*課題*: 後に掲げる受動喫煙対策をめぐる社説の本文を、最後の文の次から書き継いでください。

*対象テキスト*:
▶

社説 受動喫煙防止 健康被害軽視した法案先送り

2017年06月08日 06時00分 読売 http://www.yomiuri.co.jp/editorial/20170607-OYT1T50148.html 

 

 受動喫煙が健康被害を引き起こすことは、科学的に明らかである。対策の遅れは許されない。

 政府は、受動喫煙対策を強化する健康増進法改正案の今国会への提出断念に追い込まれた。飲食店の規制を巡り、自民党内の反発が激しく、折り合いがつかなかったためだ。今秋の臨時国会での成立を目指す。

 厚生労働省の「たばこ白書」などによると、受動喫煙は肺がんや脳卒中になるリスクを1・3倍に高める。乳幼児突然死症候群(SIDS)に至っては4・7倍だ。受動喫煙で年間1・5万人以上が死亡していると推計される。

 法案の提出見送りは、深刻な健康被害を軽視していると批判されても仕方がない。

 対策強化は、世界的潮流だ。49か国が、飲食店やバーを含めて屋内全面禁煙を法定化している。

 日本は、健康増進法などで防止策を努力義務としているにとどまる。世界保健機関(WHO)の判定では「世界最低レベル」だ。

 WHOと国際オリンピック委員会は「たばこのない五輪」を進める。2020年に東京五輪を控え、対応の遅れは日本のイメージダウンにつながりかねない。

 厚労省は、飲食店について、屋内禁煙を原則としつつ、喫煙専用室の設置を認める案を示した。スペースのない30平方メートル以下のバーやスナックに限っては、例外的に喫煙可とする。

◀

*参照データ*:
▶

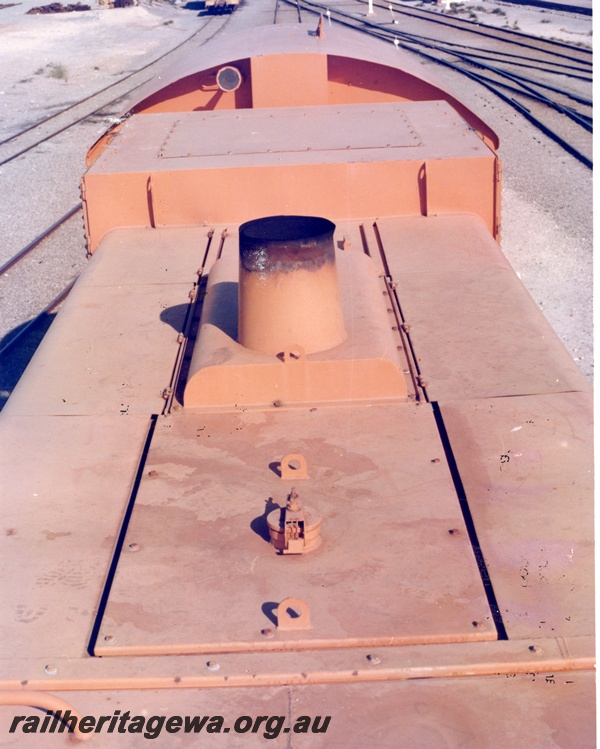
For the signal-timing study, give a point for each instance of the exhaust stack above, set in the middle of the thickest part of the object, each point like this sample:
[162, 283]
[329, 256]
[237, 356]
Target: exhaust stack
[288, 288]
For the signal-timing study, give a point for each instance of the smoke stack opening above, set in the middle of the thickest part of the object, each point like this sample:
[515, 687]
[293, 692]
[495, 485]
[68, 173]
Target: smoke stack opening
[288, 290]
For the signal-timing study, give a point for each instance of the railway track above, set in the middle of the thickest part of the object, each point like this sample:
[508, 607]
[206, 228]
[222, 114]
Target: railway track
[40, 132]
[558, 93]
[35, 269]
[526, 73]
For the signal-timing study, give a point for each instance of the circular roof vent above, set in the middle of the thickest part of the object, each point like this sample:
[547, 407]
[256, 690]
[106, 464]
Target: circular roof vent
[229, 78]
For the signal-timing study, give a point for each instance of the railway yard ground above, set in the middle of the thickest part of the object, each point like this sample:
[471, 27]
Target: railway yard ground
[52, 61]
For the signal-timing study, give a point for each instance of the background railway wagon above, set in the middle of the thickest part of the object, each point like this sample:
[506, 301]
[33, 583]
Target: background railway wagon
[443, 437]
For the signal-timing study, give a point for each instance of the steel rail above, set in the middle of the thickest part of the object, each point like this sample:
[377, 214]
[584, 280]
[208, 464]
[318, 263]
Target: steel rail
[539, 97]
[48, 308]
[35, 242]
[520, 80]
[97, 111]
[103, 90]
[375, 30]
[520, 58]
[463, 24]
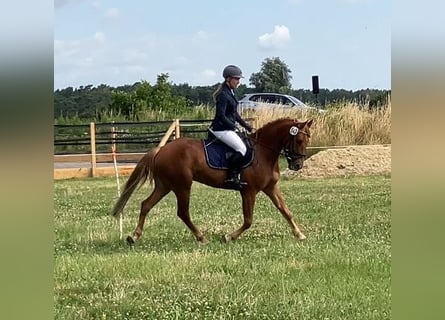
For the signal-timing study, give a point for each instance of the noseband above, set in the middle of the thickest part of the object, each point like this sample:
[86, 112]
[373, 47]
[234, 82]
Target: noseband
[289, 150]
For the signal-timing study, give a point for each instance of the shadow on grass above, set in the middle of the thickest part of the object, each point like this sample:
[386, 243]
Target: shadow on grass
[166, 242]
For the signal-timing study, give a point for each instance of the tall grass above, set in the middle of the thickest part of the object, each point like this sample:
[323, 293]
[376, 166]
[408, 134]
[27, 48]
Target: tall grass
[342, 271]
[342, 124]
[348, 124]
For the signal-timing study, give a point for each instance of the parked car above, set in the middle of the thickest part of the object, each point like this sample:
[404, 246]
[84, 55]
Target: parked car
[252, 101]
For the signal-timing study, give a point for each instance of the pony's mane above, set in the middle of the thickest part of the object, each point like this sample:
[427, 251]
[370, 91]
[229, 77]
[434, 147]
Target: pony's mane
[274, 122]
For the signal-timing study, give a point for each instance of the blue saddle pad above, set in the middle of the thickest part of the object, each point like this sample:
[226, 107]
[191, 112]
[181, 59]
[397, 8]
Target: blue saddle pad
[215, 152]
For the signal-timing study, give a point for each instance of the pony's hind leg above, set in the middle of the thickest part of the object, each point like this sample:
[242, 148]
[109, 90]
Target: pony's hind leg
[183, 198]
[275, 195]
[157, 194]
[248, 200]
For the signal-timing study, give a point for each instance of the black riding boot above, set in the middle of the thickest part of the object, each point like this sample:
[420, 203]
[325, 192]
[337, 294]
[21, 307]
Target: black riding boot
[233, 173]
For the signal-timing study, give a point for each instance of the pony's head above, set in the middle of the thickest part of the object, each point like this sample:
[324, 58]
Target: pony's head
[295, 146]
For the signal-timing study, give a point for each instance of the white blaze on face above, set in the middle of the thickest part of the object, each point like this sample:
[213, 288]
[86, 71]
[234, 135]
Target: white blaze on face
[293, 131]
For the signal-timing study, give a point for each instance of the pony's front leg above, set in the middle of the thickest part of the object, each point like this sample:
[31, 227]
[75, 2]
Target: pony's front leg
[275, 195]
[248, 199]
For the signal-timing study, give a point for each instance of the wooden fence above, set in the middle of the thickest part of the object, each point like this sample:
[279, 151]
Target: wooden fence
[88, 150]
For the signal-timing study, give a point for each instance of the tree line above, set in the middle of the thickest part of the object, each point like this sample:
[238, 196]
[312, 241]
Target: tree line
[90, 102]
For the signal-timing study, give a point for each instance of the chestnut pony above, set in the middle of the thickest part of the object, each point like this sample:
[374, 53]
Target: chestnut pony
[176, 165]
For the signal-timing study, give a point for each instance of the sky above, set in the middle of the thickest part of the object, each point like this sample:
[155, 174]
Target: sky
[347, 43]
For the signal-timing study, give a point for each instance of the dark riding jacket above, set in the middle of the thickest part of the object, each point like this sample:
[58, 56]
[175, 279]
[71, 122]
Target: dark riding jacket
[226, 111]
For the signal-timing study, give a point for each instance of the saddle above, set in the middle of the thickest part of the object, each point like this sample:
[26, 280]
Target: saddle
[217, 153]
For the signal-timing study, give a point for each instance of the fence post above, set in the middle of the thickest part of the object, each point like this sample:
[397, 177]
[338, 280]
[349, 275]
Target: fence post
[255, 122]
[93, 148]
[177, 130]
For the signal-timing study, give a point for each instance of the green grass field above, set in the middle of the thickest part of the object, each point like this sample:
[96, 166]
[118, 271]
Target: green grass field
[341, 271]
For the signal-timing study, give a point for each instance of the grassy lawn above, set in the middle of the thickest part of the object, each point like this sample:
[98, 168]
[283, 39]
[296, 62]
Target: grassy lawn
[341, 271]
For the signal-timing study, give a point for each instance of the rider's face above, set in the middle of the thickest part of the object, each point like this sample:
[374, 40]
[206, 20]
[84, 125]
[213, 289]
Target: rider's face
[233, 82]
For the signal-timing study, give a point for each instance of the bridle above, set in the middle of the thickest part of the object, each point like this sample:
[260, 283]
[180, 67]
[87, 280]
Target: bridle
[289, 149]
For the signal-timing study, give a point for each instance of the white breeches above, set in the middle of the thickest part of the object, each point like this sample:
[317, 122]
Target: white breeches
[231, 139]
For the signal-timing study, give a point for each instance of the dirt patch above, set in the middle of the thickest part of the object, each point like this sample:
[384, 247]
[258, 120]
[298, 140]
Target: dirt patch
[357, 160]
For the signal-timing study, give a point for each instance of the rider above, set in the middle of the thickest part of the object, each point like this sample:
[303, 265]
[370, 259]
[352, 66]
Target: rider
[224, 125]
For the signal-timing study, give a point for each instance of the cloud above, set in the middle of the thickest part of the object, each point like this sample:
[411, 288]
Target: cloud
[207, 74]
[295, 2]
[61, 3]
[201, 35]
[99, 37]
[276, 39]
[355, 1]
[112, 13]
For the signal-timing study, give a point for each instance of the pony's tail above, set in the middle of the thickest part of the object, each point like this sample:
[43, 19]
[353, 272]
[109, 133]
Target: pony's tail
[140, 174]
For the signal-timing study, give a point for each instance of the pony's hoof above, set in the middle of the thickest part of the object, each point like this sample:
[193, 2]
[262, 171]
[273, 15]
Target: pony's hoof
[130, 241]
[301, 237]
[226, 238]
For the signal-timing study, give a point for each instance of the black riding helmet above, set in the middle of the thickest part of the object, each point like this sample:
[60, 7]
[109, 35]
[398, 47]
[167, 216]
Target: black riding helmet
[232, 71]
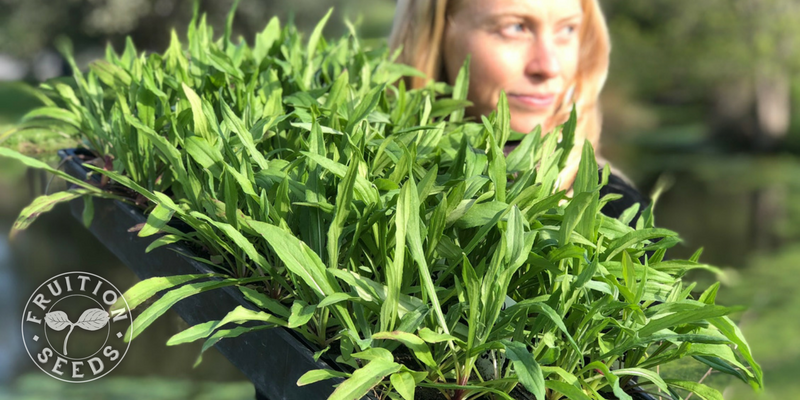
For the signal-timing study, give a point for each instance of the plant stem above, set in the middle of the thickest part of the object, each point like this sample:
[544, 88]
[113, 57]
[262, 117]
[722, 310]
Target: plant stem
[71, 327]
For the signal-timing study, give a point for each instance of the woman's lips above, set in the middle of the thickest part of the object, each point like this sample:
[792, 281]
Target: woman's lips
[536, 101]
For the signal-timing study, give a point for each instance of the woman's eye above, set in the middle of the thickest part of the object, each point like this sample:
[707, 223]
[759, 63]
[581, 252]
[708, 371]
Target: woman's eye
[568, 30]
[514, 29]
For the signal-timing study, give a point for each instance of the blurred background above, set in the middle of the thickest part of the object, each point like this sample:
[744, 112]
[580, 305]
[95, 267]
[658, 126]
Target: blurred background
[702, 99]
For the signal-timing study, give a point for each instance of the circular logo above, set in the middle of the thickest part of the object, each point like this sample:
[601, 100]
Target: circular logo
[70, 329]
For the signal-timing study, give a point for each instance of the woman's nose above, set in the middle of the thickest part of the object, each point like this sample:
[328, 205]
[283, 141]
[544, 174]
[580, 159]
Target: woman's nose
[543, 62]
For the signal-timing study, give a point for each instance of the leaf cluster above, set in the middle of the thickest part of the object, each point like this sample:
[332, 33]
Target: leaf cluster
[381, 225]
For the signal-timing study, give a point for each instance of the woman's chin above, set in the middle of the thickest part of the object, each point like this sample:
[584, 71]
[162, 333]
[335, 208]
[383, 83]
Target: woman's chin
[528, 126]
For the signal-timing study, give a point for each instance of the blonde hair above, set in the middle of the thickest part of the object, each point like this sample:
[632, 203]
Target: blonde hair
[419, 27]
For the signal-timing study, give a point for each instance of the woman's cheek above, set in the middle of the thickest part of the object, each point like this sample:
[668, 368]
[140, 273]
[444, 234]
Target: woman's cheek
[491, 68]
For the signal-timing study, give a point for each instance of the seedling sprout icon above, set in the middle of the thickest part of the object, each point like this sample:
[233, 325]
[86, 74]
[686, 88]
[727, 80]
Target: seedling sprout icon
[92, 319]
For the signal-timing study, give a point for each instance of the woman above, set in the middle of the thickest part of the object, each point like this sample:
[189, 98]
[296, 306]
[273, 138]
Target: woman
[546, 55]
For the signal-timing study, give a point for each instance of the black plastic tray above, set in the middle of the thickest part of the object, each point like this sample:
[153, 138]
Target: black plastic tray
[273, 359]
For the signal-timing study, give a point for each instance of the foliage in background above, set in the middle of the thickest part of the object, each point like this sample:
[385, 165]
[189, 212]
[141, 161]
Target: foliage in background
[374, 220]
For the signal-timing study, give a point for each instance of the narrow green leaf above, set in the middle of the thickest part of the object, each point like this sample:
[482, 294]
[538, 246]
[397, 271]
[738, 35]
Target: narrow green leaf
[364, 379]
[527, 369]
[317, 375]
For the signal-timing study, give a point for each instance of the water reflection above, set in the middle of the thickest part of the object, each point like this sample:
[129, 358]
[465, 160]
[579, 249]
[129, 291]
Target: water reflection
[9, 319]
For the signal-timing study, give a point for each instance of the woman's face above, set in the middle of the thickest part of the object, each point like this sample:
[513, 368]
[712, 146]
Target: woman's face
[527, 48]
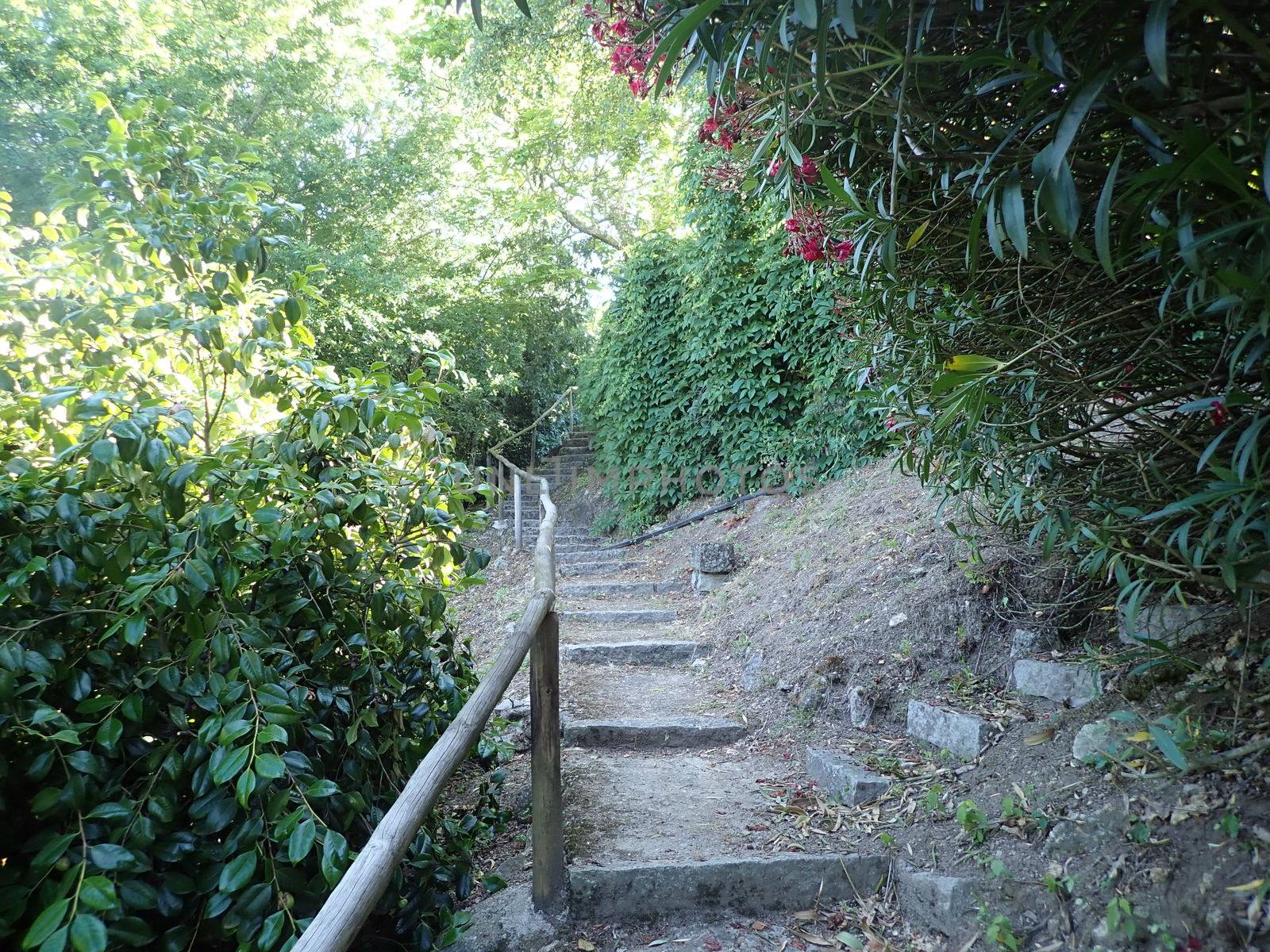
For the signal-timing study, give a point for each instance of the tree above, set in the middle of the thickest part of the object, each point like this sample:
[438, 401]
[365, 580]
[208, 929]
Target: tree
[225, 570]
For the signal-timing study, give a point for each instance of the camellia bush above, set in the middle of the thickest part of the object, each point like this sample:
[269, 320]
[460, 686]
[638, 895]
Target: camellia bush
[1060, 241]
[224, 641]
[724, 366]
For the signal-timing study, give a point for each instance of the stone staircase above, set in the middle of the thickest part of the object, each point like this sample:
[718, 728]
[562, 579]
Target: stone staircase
[664, 812]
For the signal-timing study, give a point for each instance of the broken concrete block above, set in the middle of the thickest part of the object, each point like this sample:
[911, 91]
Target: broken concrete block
[507, 922]
[859, 708]
[752, 676]
[1075, 685]
[960, 734]
[842, 777]
[652, 733]
[944, 903]
[1172, 624]
[1099, 739]
[1029, 643]
[714, 558]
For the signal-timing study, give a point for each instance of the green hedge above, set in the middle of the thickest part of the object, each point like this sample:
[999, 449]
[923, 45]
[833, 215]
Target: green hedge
[222, 575]
[721, 352]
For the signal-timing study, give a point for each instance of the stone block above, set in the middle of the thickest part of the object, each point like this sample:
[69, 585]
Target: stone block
[708, 582]
[1075, 685]
[746, 885]
[752, 676]
[1172, 624]
[1099, 739]
[960, 734]
[944, 903]
[842, 777]
[859, 708]
[714, 558]
[507, 922]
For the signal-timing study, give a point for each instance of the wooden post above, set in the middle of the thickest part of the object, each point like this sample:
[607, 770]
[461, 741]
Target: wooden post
[516, 508]
[549, 877]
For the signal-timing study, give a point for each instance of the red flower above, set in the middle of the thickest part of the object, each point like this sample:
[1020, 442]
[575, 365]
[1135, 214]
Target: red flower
[806, 173]
[1219, 414]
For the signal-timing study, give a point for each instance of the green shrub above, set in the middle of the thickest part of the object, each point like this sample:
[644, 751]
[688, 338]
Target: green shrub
[1060, 249]
[222, 573]
[721, 353]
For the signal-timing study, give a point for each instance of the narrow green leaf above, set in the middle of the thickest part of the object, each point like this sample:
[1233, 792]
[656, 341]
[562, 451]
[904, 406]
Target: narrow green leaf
[1156, 36]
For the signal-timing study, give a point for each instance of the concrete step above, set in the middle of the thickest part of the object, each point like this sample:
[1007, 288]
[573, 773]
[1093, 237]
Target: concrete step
[641, 708]
[620, 589]
[654, 835]
[652, 733]
[651, 651]
[601, 566]
[747, 886]
[618, 616]
[572, 558]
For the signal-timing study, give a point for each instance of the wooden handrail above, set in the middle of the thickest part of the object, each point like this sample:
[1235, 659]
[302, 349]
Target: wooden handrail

◀

*解答文*:
 自民党案は、業態を問わず、一定規模以下であれば、喫煙可の表示を条件に喫煙を認める。客席部分だけで100平方メートル以下を想定する。居酒屋などの多くが該当するとみられる。客離れを懸念する飲食業界に配慮した結果だ。

 国内外の調査では、飲食店の全面禁煙化による経営への悪影響は生じていない。厚労省案に反対する根拠は乏しいと言えよう。

 WHOは、全面禁煙以外は効果がないと強調し、喫煙室を認める厚労省案にも否定的だ。国内の医療関係者らも、例外なしの屋内全面禁煙を求める。店舗従業員の健康被害も考慮すれば、全面禁煙の範囲を広げるのが望ましい。

 厚労省は小規模店の規制に猶予期間を設ける妥協案を示した。業界の理解を得つつ、段階的に取り組むのは、現実的な手法だ。自民党はこれを受け入れなかった。これ以上、先送りさせないために、真摯しんしに一致点を探るべきだ。

 日本では、欧米に比べて、屋外での喫煙規制が進んでいる。屋内の禁煙化といかに調和させるか。総合的な対策が求められる。